There's a common saying, "Be careful what you ask for; you might get it!" When a spouse is inattentive, we usually want more. But if they pay too much attention (yes it's possible), we may want less. One woman, who was originally married to a man who paid her little attention, desperately wished he focused on her more. Later, when they were divorced and she remarried a man who was extremely attentive, she felt she was being smothered. She frequently wished to be left alone, and even fantasized about running away.

Of course, "smothering" is not really a reflection of caring; it's more likely related to a desire to control another person. It's difficult to determine whether an effort to control is based on concern for a person's well-being or a desire to exert power over them. (The person on the receiving end of this kind of behavior can usually sense the motive behind the actions.) But whatever the motive, it doesn't feel good.

One common reason for men behaving in this protective (possessive) way is that they're afraid of losing their wife to another man. Most men fail to understand that for many women, their desire is not for another man but for freedom for themselves. This is reflected in a passage from the book, "Playing After Dark" by Barbara Lazear Ascher:

"I have a friend, happily married, who says that she can't imagine leaving her husband for another man. What she can imagine is leaving him for solitude. It's harder to win than a lover, but it may better nourish the soul. If my friend left, her husband might find it hard to believe that it was a quest for solitude rather than sexual adventure that called her away."

While there's no solution in knowing that personal feelings and desires to "run away" are common among women, it can nevertheless allow for a certain recognition of both the good and the bad of our role as "caretakers" of the family. We may value our contribution to the well-being of those we love, but we need to balance this with finding ways to increase our own well-being as well.

Sometimes if a spouse understands that being "boxed in" can lead to desperate thoughts (and potential actions), they can appreciate that there may be more risk in trying to restrain their wives than in accepting more mutual independence within the relationship. It's better to strive for "interdependence," that balance point between stifling dependence and fearful independence, where each appreciates that they are two whole people who choose to come together rather than two halves trying to make a whole.

——————

- **COMPLETE THE FOLLOWING**
A – Summarize the piece on overattentive spouses in two sentences.
B – List every remark that the piece on overattentive spouses places in parentheses.
C – Reproduce the piece on overattentive spouses word for word, everything from "There's a common" down to "about running away.".

——————

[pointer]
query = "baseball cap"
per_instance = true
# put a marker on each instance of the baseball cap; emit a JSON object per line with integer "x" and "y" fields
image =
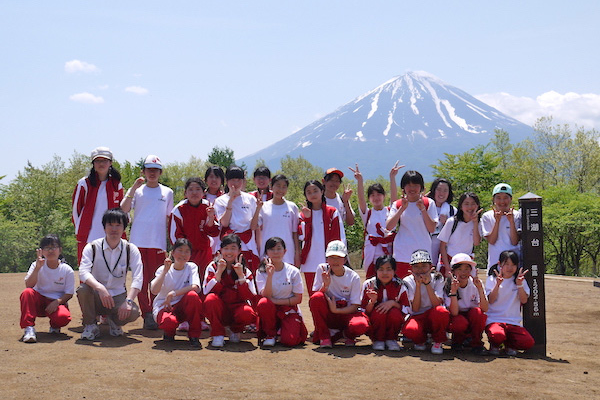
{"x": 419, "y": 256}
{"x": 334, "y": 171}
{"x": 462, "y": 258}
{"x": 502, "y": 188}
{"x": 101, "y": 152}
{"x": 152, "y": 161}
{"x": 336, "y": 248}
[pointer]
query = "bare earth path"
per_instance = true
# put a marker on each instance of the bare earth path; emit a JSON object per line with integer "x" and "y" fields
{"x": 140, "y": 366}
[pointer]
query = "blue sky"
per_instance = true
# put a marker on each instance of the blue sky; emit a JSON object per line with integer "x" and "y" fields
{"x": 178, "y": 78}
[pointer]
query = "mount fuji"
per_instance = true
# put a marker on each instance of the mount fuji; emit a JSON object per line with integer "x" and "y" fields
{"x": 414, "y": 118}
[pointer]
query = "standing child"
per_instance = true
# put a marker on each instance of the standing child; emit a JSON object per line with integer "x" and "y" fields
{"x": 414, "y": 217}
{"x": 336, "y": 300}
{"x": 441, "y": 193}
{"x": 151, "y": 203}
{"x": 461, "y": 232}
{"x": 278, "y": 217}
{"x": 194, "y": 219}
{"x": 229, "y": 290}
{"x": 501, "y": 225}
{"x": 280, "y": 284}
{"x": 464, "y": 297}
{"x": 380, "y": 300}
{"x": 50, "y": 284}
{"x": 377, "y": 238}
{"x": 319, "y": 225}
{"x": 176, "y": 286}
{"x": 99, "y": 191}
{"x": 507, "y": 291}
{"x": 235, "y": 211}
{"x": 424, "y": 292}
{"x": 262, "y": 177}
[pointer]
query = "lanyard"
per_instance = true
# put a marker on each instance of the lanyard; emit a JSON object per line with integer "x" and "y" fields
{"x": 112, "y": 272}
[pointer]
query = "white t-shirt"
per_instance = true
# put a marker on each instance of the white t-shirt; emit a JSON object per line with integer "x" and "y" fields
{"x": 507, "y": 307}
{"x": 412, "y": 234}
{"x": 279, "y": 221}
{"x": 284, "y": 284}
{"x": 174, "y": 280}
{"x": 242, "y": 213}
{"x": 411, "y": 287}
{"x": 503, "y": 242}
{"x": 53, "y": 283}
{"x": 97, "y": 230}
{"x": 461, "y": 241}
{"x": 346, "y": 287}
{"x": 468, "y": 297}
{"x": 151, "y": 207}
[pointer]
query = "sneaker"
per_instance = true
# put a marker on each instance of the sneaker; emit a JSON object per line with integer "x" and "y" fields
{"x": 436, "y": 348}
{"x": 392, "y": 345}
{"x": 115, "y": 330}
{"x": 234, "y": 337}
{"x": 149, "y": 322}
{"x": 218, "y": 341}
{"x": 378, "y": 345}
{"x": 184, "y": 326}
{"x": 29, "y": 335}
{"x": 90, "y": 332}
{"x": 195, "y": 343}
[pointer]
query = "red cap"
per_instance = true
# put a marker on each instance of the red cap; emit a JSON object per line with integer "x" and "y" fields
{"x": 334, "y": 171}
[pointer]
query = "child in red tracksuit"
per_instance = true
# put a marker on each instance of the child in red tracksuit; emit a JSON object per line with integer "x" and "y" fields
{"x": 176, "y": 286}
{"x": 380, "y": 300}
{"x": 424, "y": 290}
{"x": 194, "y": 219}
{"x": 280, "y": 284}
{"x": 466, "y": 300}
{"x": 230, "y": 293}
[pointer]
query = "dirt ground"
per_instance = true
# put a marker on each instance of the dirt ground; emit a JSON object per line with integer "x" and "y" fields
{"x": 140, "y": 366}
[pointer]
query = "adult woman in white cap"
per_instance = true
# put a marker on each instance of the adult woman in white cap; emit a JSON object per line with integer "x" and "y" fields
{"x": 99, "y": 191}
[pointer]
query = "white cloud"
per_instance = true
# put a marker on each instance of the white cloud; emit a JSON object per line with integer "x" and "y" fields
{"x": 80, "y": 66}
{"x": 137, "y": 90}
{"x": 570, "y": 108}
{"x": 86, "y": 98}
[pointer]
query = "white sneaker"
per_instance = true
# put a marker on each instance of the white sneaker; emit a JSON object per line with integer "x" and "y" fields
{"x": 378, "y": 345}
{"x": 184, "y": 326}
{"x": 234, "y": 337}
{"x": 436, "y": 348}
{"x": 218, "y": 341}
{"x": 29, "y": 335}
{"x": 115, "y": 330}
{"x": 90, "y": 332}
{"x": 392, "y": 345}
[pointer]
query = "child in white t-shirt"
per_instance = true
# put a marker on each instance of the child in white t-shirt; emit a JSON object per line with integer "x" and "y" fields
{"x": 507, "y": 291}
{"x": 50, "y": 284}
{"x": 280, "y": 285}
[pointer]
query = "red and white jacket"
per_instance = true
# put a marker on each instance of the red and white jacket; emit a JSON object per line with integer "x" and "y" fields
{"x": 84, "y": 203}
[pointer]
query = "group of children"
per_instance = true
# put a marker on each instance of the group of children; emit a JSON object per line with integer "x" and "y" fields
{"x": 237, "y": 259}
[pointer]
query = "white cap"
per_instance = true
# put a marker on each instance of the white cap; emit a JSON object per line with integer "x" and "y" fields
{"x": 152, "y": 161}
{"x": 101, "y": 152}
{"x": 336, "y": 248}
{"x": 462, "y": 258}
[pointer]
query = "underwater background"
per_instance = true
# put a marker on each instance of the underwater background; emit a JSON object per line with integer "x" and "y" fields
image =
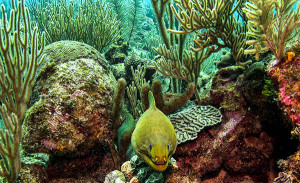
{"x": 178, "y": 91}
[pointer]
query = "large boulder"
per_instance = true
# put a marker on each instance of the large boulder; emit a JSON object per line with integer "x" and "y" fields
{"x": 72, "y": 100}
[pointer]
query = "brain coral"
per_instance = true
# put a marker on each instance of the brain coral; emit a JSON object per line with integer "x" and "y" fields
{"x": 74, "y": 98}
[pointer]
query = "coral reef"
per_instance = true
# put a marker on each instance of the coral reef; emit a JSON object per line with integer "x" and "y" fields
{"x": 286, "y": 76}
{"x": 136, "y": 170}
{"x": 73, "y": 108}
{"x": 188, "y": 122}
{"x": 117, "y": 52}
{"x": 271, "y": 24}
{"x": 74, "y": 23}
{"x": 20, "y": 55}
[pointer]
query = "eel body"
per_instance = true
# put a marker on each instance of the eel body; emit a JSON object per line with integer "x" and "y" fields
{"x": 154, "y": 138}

——————

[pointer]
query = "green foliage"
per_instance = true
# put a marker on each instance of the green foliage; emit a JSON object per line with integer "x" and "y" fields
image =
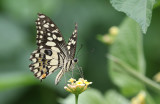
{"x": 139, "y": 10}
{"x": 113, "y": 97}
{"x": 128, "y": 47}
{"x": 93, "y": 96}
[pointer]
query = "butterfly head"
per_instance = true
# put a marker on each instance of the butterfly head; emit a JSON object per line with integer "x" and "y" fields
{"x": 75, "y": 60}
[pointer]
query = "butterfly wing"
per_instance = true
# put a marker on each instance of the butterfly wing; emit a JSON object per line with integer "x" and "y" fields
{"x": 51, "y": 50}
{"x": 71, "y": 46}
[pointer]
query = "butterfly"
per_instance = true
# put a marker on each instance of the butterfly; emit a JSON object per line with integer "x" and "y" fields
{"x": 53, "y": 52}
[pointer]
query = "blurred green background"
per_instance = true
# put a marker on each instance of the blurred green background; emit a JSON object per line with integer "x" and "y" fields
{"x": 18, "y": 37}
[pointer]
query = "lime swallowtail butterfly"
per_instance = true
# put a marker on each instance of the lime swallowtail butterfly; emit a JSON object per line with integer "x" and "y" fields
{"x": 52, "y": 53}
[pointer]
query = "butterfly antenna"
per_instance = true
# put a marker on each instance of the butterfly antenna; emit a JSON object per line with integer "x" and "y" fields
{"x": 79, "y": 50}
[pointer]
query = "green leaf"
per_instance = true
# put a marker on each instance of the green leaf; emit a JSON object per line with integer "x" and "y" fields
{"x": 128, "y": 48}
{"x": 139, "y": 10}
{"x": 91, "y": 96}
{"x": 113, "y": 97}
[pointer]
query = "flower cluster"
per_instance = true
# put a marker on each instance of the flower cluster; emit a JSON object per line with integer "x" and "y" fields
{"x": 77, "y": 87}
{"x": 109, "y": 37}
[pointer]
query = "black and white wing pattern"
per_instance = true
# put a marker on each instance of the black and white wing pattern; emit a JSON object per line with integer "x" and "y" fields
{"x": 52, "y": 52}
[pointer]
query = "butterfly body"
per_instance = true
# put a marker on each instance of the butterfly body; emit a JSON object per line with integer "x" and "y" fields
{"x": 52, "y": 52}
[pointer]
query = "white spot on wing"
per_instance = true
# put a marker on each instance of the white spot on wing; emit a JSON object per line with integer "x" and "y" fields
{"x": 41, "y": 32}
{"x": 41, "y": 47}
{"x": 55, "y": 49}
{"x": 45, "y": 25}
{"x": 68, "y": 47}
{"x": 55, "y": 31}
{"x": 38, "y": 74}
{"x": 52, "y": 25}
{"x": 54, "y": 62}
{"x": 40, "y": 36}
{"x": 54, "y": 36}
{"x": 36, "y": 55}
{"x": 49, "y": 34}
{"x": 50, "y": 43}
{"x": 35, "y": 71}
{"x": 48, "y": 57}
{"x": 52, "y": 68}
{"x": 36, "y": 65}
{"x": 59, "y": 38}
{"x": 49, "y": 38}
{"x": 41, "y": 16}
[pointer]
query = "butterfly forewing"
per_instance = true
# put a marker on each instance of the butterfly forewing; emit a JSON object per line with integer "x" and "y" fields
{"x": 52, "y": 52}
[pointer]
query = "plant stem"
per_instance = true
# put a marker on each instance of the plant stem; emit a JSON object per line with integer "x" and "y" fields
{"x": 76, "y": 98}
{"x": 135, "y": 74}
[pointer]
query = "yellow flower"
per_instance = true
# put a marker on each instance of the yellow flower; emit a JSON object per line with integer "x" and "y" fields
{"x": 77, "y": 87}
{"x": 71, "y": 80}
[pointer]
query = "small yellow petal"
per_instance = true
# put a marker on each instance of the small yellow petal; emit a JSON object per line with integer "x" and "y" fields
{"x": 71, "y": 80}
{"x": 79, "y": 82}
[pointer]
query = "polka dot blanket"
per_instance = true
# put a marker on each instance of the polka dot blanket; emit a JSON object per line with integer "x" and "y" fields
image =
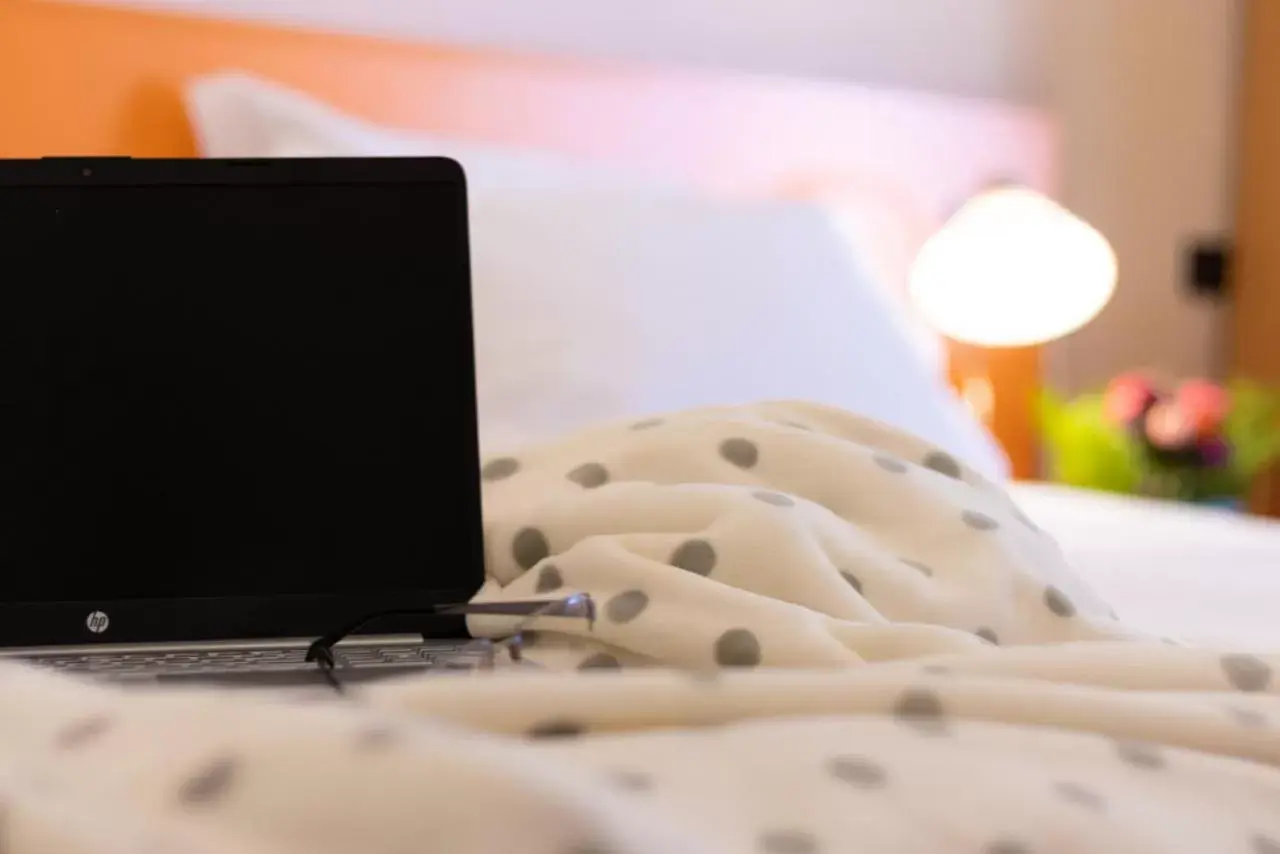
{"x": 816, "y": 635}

——————

- **ANSWER SET**
A – Too much attention from a spouse can feel smothering and is more likely tied to a desire to control than to caring, and men who act possessively out of fear of losing their wives often fail to see that many women long for freedom rather than another man. Rather than restraining a partner, it is better to strive for interdependence, where two whole people choose to come together.

B –
- (yes it's possible)
- (The person on the receiving end of this kind of behavior can usually sense the motive behind the actions.)
- (possessive)
- (and potential actions)

C –
There's a common saying, "Be careful what you ask for; you might get it!" When a spouse is inattentive, we usually want more. But if they pay too much attention (yes it's possible), we may want less. One woman, who was originally married to a man who paid her little attention, desperately wished he focused on her more. Later, when they were divorced and she remarried a man who was extremely attentive, she felt she was being smothered. She frequently wished to be left alone, and even fantasized about running away.